## Exercise directions
Reproduce the entire listing below word for word, leaving out the pictures.

>>

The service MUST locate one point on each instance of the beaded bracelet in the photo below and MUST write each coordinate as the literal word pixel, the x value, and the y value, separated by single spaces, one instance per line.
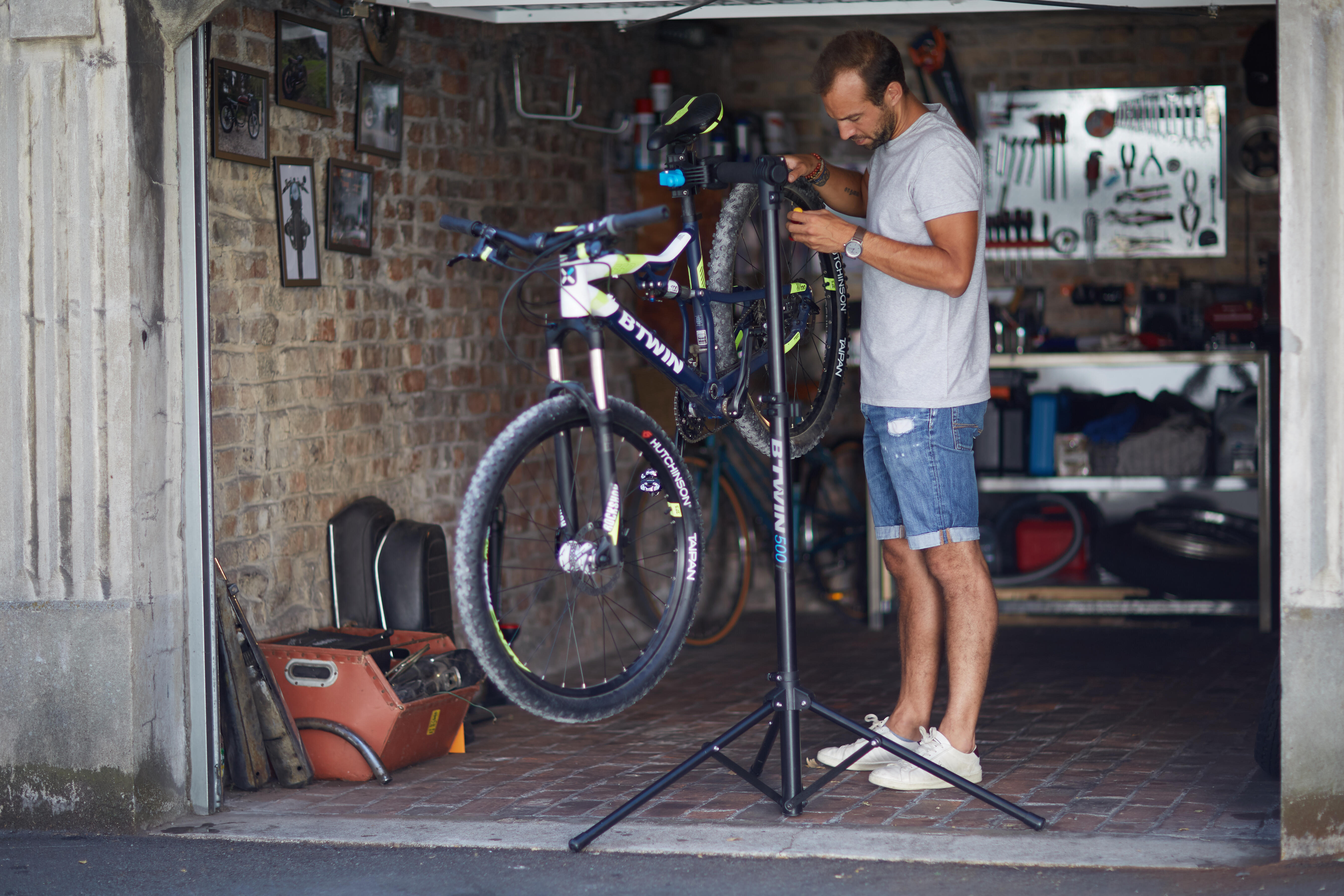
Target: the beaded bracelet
pixel 816 171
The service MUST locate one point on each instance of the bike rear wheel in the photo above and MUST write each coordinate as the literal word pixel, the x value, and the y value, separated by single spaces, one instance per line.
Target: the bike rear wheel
pixel 834 533
pixel 815 362
pixel 565 645
pixel 726 575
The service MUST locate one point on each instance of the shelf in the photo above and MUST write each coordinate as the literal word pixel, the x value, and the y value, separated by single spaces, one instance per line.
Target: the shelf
pixel 1121 359
pixel 1046 592
pixel 1116 484
pixel 1131 608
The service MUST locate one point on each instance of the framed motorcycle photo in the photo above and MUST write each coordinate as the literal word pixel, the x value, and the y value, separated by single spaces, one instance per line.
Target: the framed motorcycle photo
pixel 241 120
pixel 350 207
pixel 378 112
pixel 296 215
pixel 303 64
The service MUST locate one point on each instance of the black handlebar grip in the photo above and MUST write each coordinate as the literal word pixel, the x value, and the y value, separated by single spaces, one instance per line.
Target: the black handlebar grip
pixel 736 173
pixel 459 225
pixel 636 219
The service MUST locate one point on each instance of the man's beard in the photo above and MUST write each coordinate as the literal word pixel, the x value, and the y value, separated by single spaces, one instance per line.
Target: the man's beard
pixel 886 127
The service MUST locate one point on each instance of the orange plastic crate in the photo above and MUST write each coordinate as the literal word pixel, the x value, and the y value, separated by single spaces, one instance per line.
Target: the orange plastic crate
pixel 359 698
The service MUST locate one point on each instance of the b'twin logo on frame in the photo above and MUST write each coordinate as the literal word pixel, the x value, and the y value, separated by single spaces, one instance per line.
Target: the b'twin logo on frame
pixel 651 342
pixel 781 518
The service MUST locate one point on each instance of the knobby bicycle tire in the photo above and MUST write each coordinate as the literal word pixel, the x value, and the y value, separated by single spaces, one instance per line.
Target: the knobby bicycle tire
pixel 518 605
pixel 726 575
pixel 815 367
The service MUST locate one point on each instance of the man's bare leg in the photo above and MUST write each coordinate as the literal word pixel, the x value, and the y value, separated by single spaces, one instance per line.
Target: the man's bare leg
pixel 955 580
pixel 920 625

<<

## Exercise response
The service MUST locate one point on each instance of the beaded bracelet in the photo below and MUST write each coordinate as the literal word pixel, the x value, and the y value, separated by single spaces, one instance per line.
Target: the beaded bracelet
pixel 816 171
The service MUST locate one point on each instance of the bike rear wheel in the photo above and MUST write each coordinate as the literal word pixel, the x value, and the y value, separated by single spaces, one instance per line.
Target: the bike rear wheel
pixel 834 533
pixel 815 362
pixel 565 645
pixel 726 575
The service MUST locate one point on each instance of the shelf in the photo above and MUST write each coordinate as the literal word pixel, the x value, and the y value, separated by single spaces, one instance per line.
Target: the shelf
pixel 1121 359
pixel 1046 592
pixel 1116 484
pixel 1131 608
The service MUST locate one point on each instance of the framed motorcycle photo in the photo above and MUST write each coordinate as the literal word pixel, the x value, and the y value, separated by single spaces, one instance per line.
Target: the framed motorcycle photo
pixel 241 120
pixel 350 207
pixel 378 112
pixel 296 215
pixel 303 64
The service MUST locate one point on each instance of the black handlebar grip in the photo above and MUST write each coordinate as the literal word pixel, the x value, and the y value, separated by single spaces, one instance per line.
Target: the black handlebar grip
pixel 736 173
pixel 459 225
pixel 636 219
The service MUST locate one point on each instance of the man's beard in the photo above and MUST write each coordinate as the literal word pixel, the x value, and the y value, separated by single spaces, one instance per line.
Target: the man's beard
pixel 886 127
The service MUST locate one point on each instance of the orange plastic crate in the photo above and MUST write each coordinate as the literal word pixel, the x value, and the y value, separated by single spaces, one instance per line.
Target: the orange plastic crate
pixel 359 698
The service MUST locate one point on each instance of the b'twin logo on frame in the photo above and MUST write each coordinate as the literal word pixel, the x value, and the y value, separated by single spaces, one instance per line.
Target: the b'twin logo on frame
pixel 651 342
pixel 781 518
The service MUST locate one point on each instance of the knobby bicycle tire in the photo above and MUST write each coordinate as the literal word pixel, the x value, and the y value, separated by single spaces, one instance per line.
Target: the knobby bicycle tire
pixel 518 605
pixel 726 575
pixel 815 367
The service MUST locate one point on each instance of the man's bare leg in the photo above and MUST write each coordinate as the literal word pixel, the x value, and the y value, separated by single spaces, one instance per line.
Target: the man's bare leg
pixel 955 580
pixel 920 625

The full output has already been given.